• **選文**:
++++++++

其實在當前的司法實踐當中,已有很多通過司法解釋將酌定量刑情節司法化的例子,如最高人民法院出臺的《關于刑事附帶民事訴訟范圍問題的規定》第5條規定“犯罪分子非法占有、處置被害人財產而使其遭受物質損失的,人民法院應當依法予以追繳,或者責令退賠。被追繳,退賠的情況,人民法院可以作為量刑情節予以考慮。”追繳和退賠贓款、贓物的情況,作為犯罪人在犯罪后的表現就是一種酌定量刑情節,在此司法解釋中被明確“作為量刑情節予以考慮”。再如
(3)通過一些地方性指導意見司法化。由于歷史的、自然的等種種原因,我國經濟社會發展的地域性差異相當大,在司法實踐領域也同樣出現了不平衡,法官素質更是參差不齊,在酌定量刑情節司法化的時候也要考慮到地區差異。可以由地方司法機關針對本地區的特點,通過發布解釋、會議紀要、量刑規范等形式制定一系列的只在本地區內發生效力的意見,將一些在本地區內常見的酌定量刑情節司法化。
目前在一些地區,為掌握正確的量刑方法,統一量刑的標準和尺度,努力促進刑罰適用的公平和均衡做出了有益的嘗試,制定了統一的量刑規范,具有更強的普適性。如江蘇省高院于2004年出臺了《量刑指導規則(試行)》,對量刑的一般原則、量刑基準、量刑要素、量刑要素的適用規則等問題進行了規定,其中也對酌定量刑情節進行了有益的司法化嘗試。如其中第11條規定,“量刑要素分為法定要素和酌定要素。法定要素系法律明文規定在量刑時必須加以考慮的因素,酌定要素系雖無法律的明文規定,但根據刑事政策和審判實踐經驗,在量刑時可予酌情考慮的因素。”第14條規定,“酌定的量刑要素一般包括犯罪對象、犯罪手段、犯罪時間、地點、犯罪動機、起因、犯罪前的一貫表現、犯罪后的態度、退贓和賠償情況等。”從而對酌定量刑情節下了定義,對主要的酌定量刑情節進行了列舉。應當說,這些嘗試還有其不成熟之處,但可貴的是他們已經對酌定量刑情節的法定化進行了探索,已經有著幾塊試驗田,可以想象,這種地方性的量刑規范會在更多的地區出現,試驗田的面積會不斷擴大,隨著立法技術的不斷成熟完善,試驗的成功經驗必定會大大推進立法的進程。

++++++++

• **研究資料**:
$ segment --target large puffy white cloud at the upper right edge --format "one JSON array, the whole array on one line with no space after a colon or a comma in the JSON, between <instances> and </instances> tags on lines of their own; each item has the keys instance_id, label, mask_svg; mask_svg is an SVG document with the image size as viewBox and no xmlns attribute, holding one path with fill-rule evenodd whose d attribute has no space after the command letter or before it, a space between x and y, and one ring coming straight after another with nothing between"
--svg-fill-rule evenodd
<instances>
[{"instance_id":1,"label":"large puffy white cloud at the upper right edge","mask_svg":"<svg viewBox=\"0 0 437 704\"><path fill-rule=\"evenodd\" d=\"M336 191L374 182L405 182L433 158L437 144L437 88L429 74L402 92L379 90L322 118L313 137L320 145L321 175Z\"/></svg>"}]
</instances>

++++++++

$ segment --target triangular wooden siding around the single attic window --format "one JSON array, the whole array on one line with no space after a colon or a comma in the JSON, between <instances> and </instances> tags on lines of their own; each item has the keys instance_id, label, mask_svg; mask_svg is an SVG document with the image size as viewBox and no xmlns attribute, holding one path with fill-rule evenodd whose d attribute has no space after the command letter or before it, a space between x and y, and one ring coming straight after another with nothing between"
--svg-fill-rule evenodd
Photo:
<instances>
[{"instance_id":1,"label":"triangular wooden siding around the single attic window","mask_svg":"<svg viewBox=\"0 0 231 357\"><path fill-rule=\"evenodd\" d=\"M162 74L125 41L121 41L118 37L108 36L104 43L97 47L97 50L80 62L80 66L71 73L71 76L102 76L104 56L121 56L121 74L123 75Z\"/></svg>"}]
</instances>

++++++++

• **練習說明**:
- 1) 根據選文,判斷下列三項陳述是否相符,並各引原文關鍵字句為據:(a) 江蘇省高院於2004年出臺了《量刑指導規則(試行)》;(b) 依第11條,法定要素是在量刑時可予酌情考慮的因素;(c) 依第14條,酌定的量刑要素一般包括犯罪動機。
- 2) 將選文中從“其實在當前的司法實踐當中,已”起一直到“內常見的酌定量刑情節司法化。”為止的全部文字一字不差地輸出。

• **參考答案**:
- 1)
(a) 是。「江蘇省高院于2004年出臺了《量刑指導規則(試行)》」
(b) 否。「法定要素系法律明文規定在量刑時必須加以考慮的因素」
(c) 是。「酌定的量刑要素一般包括犯罪對象、犯罪手段、犯罪時間、地點、犯罪動機」

- 2)
其實在當前的司法實踐當中,已有很多通過司法解釋將酌定量刑情節司法化的例子,如最高人民法院出臺的《關于刑事附帶民事訴訟范圍問題的規定》第5條規定“犯罪分子非法占有、處置被害人財產而使其遭受物質損失的,人民法院應當依法予以追繳,或者責令退賠。被追繳,退賠的情況,人民法院可以作為量刑情節予以考慮。”追繳和退賠贓款、贓物的情況,作為犯罪人在犯罪后的表現就是一種酌定量刑情節,在此司法解釋中被明確“作為量刑情節予以考慮”。再如
(3)通過一些地方性指導意見司法化。由于歷史的、自然的等種種原因,我國經濟社會發展的地域性差異相當大,在司法實踐領域也同樣出現了不平衡,法官素質更是參差不齊,在酌定量刑情節司法化的時候也要考慮到地區差異。可以由地方司法機關針對本地區的特點,通過發布解釋、會議紀要、量刑規范等形式制定一系列的只在本地區內發生效力的意見,將一些在本地區內常見的酌定量刑情節司法化。